** Set exercise 1 **
According to the Yeager biography, on what date did he break the sound barrier?
** Set exercise 2 **
Please write the next part of the Yeager biography, picking up after its final sentence.

** Reading passage **

(begin)

Yeager was born into a poor family in West Virginia and joined the army in 1939, serving as an aircraft mechanic. He was selected for flight training in 1942 and soon showed outstanding natural talent as a pilot. Posted to the United Kingdom in 1944, Yeager flew P-51 Mustangs in combat, gaining one victory before he was shot down over France. He escaped to Spain without being captured and was soon flying with the 363rd Fighter Squadron once more, despite a strict policy that no escaped pilot should fly over enemy territory again.
Yeager demonstrated outstanding eyesight, flying skills, and combat leadership; he distinguished himself by becoming the first American pilot to make "ace in a day"—he shot down five enemy aircraft in one mission, finishing the war with 12.5 recognised victories.
Yeager remained in the Air Force (USAF) after the war, becoming a test pilot and eventually being selected to fly the rocket-powered Bell X-1 in a NACA program to research high-speed flight. Yeager broke the sound barrier on October 14, 1947, flying the experimental X-1 at Mach 1 at an altitude of 45,000 feet/13,700 m. Two nights before the scheduled date for the flight, he broke two ribs while riding a horse. He was so afraid of being removed from the mission that he went to a vet in a near by town for treatment and only told his friend Jack Ridley about it. Ridley then worked up a device (really just the end of a broom handle) to allow Yeager to seal the hatch of the airplane. Yeager's X-1 is on display at the Smithsonian Institution's National Air and Space Museum.
He later went on to break many other speed and altitude records. He also was the first American pilot to fly a MiG-15 after its pilot defected to Japan with it. During the latter half of 1953, Yeager was involved with the USAF team that was working on the X-1A, an aircraft designed to surpass Mach 2 in level flight. The first ones to reach double the speed of sound, however, were NACA's Douglas Skyrocket team and its pilot Scott Crossfield. After they were bested, Ridley and Yeager decided that they were going to beat Crossfield's speed record in a flight series that they dubbed "Operation NACA Weep." Not only did they beat Crossfield, but they did it in time to spoil some celebrations planned for the 50th anniversary of flight that were going to call him the fastest man alive.
In 1962, he started the USAF Aerospace Research Pilot School, which produced astronauts for NASA and the USAF. It was an accident (http://www.check-six.com/Crash_Sites/NF-104A_crash_site.htm) in one of the school's NF-104s that put an end to his record attempts. Between December, 1963 and January, 1964, Yeager completed five flights in the NASA M2-F1 lifting body. In 1966, he took command of the 405th Fighter Wing, whose units were deployed in South Vietnam and elsewhere in Southeast Asia. There he racked up another 414 hours of combat time, mostly in a B-57 light bomber. In 1969, he was promoted to brigadier general, and was assigned as the vice-commander of the Seventeenth Air Force.
In 1975, he retired from the Air Force at Norton Air Force Base, but still spent time flying for the USAF and NASA as a consulting test pilot at Edwards Air Force Base.

(end)

** Supplied information **
(begin)

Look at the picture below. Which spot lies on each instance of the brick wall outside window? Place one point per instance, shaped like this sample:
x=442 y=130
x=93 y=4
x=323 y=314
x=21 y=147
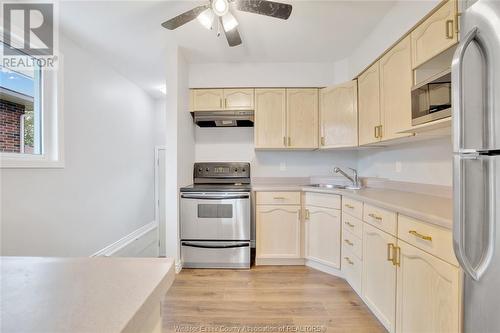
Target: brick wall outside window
x=10 y=126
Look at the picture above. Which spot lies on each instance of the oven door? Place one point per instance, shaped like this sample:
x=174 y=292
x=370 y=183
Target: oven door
x=215 y=216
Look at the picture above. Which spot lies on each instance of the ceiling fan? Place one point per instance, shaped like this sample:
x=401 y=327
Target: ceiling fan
x=218 y=11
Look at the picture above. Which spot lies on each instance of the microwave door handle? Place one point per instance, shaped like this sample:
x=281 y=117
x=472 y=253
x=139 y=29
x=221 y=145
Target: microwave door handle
x=457 y=89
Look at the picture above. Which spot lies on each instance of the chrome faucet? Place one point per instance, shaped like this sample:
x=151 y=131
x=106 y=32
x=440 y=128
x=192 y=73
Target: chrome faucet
x=354 y=179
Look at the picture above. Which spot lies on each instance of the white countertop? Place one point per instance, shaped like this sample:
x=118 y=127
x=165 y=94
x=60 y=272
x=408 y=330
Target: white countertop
x=96 y=294
x=428 y=208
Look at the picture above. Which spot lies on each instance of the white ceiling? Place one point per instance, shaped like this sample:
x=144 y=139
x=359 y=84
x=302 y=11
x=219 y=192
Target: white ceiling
x=129 y=36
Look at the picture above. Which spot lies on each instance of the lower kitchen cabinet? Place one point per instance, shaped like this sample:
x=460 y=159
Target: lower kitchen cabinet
x=322 y=235
x=379 y=275
x=278 y=232
x=428 y=290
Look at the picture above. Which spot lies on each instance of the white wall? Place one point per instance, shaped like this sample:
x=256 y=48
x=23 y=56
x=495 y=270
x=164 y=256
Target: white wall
x=428 y=162
x=236 y=144
x=260 y=75
x=105 y=191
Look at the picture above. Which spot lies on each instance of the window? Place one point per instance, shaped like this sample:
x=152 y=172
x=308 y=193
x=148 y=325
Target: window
x=30 y=116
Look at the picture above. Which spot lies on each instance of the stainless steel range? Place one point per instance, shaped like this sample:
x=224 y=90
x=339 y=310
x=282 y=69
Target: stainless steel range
x=215 y=217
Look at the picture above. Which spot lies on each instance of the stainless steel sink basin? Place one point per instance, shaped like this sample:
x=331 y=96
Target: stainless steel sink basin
x=327 y=186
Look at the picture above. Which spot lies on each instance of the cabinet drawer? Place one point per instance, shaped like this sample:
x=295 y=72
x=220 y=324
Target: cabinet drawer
x=351 y=267
x=383 y=219
x=430 y=238
x=353 y=225
x=352 y=207
x=351 y=243
x=278 y=198
x=323 y=200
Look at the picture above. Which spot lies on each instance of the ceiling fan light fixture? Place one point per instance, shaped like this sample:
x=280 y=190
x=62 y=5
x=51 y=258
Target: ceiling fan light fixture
x=220 y=7
x=229 y=22
x=206 y=18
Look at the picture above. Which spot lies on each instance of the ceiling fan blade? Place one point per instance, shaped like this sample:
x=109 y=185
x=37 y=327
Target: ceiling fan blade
x=233 y=37
x=264 y=7
x=184 y=18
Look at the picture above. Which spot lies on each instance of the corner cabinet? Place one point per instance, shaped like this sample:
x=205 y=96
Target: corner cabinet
x=278 y=228
x=436 y=34
x=302 y=118
x=369 y=105
x=339 y=116
x=270 y=117
x=286 y=119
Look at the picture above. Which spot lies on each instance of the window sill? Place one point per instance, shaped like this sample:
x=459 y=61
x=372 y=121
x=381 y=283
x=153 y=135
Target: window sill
x=24 y=161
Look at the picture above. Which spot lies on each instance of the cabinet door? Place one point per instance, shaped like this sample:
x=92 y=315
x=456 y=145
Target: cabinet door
x=238 y=99
x=339 y=116
x=428 y=293
x=435 y=35
x=278 y=231
x=379 y=275
x=302 y=118
x=270 y=109
x=395 y=90
x=207 y=99
x=322 y=235
x=369 y=105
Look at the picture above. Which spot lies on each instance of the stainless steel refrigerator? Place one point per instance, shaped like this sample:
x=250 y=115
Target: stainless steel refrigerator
x=476 y=179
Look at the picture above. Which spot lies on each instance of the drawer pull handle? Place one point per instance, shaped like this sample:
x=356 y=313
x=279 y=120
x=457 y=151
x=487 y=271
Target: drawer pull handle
x=375 y=217
x=419 y=235
x=349 y=260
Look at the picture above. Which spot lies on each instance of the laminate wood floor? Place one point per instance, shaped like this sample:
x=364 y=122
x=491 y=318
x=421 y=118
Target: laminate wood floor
x=264 y=299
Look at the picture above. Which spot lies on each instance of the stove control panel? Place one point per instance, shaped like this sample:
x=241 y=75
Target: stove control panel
x=222 y=170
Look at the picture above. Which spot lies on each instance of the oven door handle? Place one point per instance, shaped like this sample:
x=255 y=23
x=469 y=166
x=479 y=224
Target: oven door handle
x=215 y=196
x=204 y=246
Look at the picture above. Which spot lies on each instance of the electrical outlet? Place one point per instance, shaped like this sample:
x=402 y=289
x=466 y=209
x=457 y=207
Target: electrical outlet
x=399 y=166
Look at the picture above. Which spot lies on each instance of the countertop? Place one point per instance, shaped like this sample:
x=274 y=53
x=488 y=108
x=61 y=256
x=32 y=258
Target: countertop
x=428 y=208
x=98 y=294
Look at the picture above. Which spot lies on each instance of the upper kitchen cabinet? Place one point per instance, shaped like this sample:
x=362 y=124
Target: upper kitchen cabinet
x=369 y=105
x=239 y=99
x=207 y=99
x=339 y=116
x=395 y=91
x=270 y=117
x=302 y=118
x=436 y=34
x=222 y=99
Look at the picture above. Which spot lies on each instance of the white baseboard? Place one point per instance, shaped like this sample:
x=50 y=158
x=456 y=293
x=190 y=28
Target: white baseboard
x=324 y=268
x=141 y=242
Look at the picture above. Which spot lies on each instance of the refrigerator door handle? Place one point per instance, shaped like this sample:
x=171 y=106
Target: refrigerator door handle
x=458 y=226
x=457 y=87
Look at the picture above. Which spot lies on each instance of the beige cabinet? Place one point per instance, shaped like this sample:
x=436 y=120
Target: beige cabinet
x=436 y=34
x=369 y=105
x=322 y=235
x=379 y=275
x=270 y=116
x=395 y=90
x=427 y=292
x=239 y=99
x=207 y=99
x=302 y=118
x=339 y=116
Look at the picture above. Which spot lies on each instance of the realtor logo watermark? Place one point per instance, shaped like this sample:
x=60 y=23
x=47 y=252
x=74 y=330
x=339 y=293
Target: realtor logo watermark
x=30 y=35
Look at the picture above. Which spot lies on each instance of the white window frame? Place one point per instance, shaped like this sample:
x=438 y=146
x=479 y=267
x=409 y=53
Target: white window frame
x=52 y=124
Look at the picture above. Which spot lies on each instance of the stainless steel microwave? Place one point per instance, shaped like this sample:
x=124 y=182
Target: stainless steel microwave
x=431 y=99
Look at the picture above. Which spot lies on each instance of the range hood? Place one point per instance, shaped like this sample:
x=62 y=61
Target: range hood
x=224 y=118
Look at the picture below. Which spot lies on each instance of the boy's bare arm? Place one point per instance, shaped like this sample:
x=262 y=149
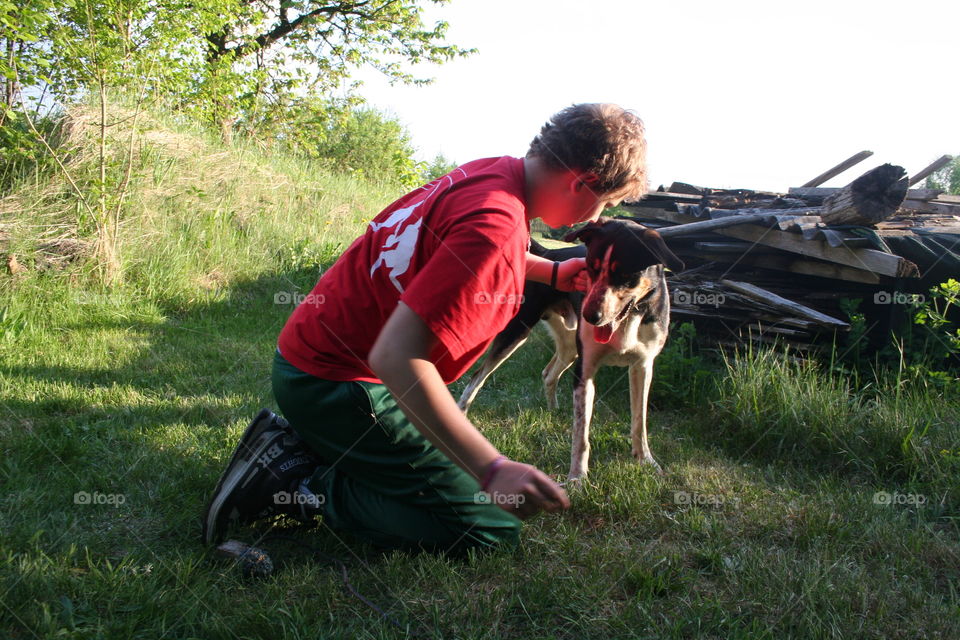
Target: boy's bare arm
x=399 y=359
x=570 y=273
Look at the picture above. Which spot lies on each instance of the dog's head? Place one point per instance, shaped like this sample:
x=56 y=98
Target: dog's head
x=625 y=263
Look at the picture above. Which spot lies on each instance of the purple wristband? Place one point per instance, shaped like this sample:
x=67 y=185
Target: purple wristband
x=491 y=472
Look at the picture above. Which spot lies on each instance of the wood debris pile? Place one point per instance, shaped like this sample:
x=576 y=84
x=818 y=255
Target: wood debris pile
x=768 y=266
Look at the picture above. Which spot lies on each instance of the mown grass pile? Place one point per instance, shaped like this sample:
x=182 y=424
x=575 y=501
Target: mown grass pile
x=799 y=500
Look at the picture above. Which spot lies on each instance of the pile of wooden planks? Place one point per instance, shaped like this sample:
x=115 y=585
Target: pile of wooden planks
x=766 y=266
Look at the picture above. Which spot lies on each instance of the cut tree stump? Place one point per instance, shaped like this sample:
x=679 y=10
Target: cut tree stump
x=871 y=198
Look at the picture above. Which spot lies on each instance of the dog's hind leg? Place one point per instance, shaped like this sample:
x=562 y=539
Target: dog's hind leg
x=641 y=375
x=502 y=348
x=565 y=353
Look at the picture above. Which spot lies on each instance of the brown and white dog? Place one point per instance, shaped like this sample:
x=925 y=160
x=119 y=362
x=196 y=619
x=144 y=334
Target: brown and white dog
x=623 y=320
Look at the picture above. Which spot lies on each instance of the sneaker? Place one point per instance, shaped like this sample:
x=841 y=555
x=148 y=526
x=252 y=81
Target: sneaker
x=262 y=478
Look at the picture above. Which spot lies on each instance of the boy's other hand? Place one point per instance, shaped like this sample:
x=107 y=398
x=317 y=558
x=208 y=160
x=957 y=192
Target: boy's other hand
x=572 y=275
x=523 y=490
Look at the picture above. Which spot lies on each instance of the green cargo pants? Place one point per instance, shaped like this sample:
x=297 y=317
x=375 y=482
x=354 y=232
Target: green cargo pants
x=381 y=480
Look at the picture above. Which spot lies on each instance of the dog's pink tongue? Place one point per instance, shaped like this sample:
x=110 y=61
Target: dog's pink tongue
x=603 y=334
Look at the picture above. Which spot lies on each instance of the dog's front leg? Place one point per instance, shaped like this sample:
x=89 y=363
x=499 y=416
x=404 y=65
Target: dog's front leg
x=583 y=396
x=641 y=375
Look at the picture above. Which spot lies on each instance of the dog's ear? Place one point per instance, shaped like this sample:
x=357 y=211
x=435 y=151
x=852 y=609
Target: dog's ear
x=659 y=249
x=587 y=232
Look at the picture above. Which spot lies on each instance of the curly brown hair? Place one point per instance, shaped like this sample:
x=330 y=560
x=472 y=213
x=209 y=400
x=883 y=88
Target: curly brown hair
x=604 y=139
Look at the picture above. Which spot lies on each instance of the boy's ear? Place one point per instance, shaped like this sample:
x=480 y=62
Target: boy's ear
x=587 y=232
x=585 y=179
x=659 y=249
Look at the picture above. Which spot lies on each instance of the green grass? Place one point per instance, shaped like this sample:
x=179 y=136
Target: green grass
x=764 y=525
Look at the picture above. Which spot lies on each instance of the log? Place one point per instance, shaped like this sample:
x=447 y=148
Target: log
x=708 y=225
x=789 y=306
x=871 y=198
x=868 y=259
x=840 y=168
x=944 y=209
x=936 y=165
x=754 y=258
x=822 y=192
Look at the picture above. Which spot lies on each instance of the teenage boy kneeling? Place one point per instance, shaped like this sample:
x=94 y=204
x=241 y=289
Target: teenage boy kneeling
x=373 y=441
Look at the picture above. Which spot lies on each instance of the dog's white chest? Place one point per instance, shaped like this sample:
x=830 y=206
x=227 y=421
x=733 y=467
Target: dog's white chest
x=632 y=341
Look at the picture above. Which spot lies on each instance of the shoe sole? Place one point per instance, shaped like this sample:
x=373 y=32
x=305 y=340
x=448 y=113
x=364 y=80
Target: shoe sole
x=250 y=447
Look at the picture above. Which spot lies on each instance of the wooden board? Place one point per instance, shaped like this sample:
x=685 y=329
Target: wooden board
x=866 y=259
x=789 y=306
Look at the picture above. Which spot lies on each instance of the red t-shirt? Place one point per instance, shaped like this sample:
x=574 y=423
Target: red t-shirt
x=454 y=251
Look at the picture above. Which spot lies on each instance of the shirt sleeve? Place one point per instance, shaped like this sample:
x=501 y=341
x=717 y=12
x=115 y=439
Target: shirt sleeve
x=460 y=291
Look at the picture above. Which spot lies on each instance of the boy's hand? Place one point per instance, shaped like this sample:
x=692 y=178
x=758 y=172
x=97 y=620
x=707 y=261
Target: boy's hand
x=523 y=490
x=572 y=275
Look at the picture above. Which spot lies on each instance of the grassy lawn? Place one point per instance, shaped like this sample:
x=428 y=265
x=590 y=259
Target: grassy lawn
x=755 y=530
x=798 y=501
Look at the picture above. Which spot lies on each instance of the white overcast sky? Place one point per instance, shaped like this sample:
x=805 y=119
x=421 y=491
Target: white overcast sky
x=734 y=93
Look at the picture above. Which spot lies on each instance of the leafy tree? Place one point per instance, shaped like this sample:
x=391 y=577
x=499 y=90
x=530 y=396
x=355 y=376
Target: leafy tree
x=267 y=54
x=947 y=178
x=438 y=167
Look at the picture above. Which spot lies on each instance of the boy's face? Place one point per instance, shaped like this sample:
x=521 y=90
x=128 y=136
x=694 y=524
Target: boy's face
x=570 y=200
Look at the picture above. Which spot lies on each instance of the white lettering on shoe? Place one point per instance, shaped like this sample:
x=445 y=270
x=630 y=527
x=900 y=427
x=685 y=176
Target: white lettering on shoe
x=295 y=462
x=271 y=454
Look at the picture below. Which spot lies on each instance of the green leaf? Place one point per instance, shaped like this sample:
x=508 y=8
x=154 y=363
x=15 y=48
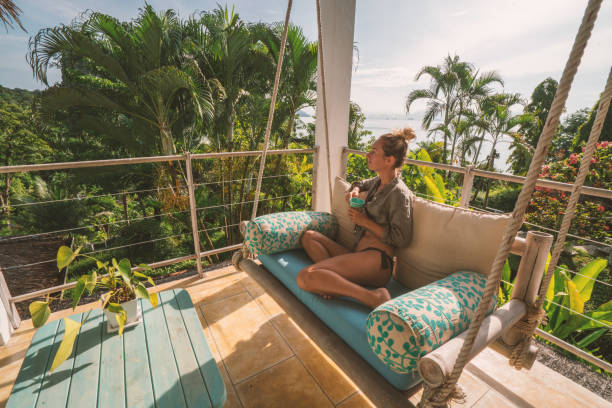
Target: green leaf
x=106 y=298
x=591 y=337
x=65 y=256
x=141 y=291
x=506 y=272
x=585 y=283
x=550 y=292
x=121 y=319
x=125 y=270
x=114 y=307
x=40 y=312
x=120 y=315
x=433 y=189
x=64 y=351
x=142 y=275
x=91 y=281
x=153 y=299
x=78 y=291
x=576 y=302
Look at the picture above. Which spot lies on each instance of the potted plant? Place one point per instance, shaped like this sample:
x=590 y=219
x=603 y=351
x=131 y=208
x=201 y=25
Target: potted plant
x=122 y=288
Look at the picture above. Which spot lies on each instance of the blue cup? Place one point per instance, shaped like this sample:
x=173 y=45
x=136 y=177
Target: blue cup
x=356 y=202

(end)

** Task result 1 **
October 14, 1947

** Task result 2 **
On October 14, 1997, on the 50th anniversary of his historic flight past Mach 1, he flew a new Glamorous Glennis, an F-15D past Mach 1, with Lt. Col. Troy Fontaine. He was chased by a F-16 piloted by Bob Hoover, famous air show pilot and the chase pilot for the first Mach 1 flight, who flew with Col. Jimmy Doolittle. This was Yeager's last official flight with the Air Force. At the end of his speech to the crowd he concluded, "All that I am...I owe to the Air Force."
Yeager, who never attended college and was often modest about his background, is considered to be one of the great pilots of all time. Despite his lack of higher education, he has been supportive of educational efforts in his home state. Marshall University has named its highest academic scholarship in his honor, the Society of Yeager Scholars. Additionally,Yeager Airport in Charleston, West Virginia, is named after him. He was the chairman of EAA's Young Eagle Program. Yeager served on the presidential commission that investigated the explosion of the Space Shuttle Challenger on STS-51-L.
Yeager was a primary subject of Tom Wolfe's book, The Right Stuff, and of the movie made from it. He has a short cameo in a scene as bartender who—as an in-joke because NASA didn't recruit him as an astronaut because he lacked a college education—wants to serve the NASA recruiters some Scotch and is puzzled when they only want a Coke. He was the prototype flier with the "right stuff", although the modest Yeager denied any such attribute, saying it was just a combination of "luck" and "knowing the airplane". Romantic as his character appears to be, his portrayal in the movie is somewhat skewed; Yeager was actually partially responsible for the design of the X-1. In addition, when he crashed the F-104 Starfighter, he did not take the plane without authorization, as seen in the motion picture; he simply did not have authorization to attempt breaking the Russian record. He did, however, receive 3rd-degree burns on his head and hands from the rocket lava of the ejector seat.
On February 26, 1945, Yeager married Glennis Dickhouse. They had 4 children. Nearly 13 years after her death, he married sometimes-actress Victoria Scott D'Angelo, 36 years his junior. Three of his children are currently suing for control of his holdings, claiming that D'Angelo married Yeager for his fortune. Yeager contends they simply want more money.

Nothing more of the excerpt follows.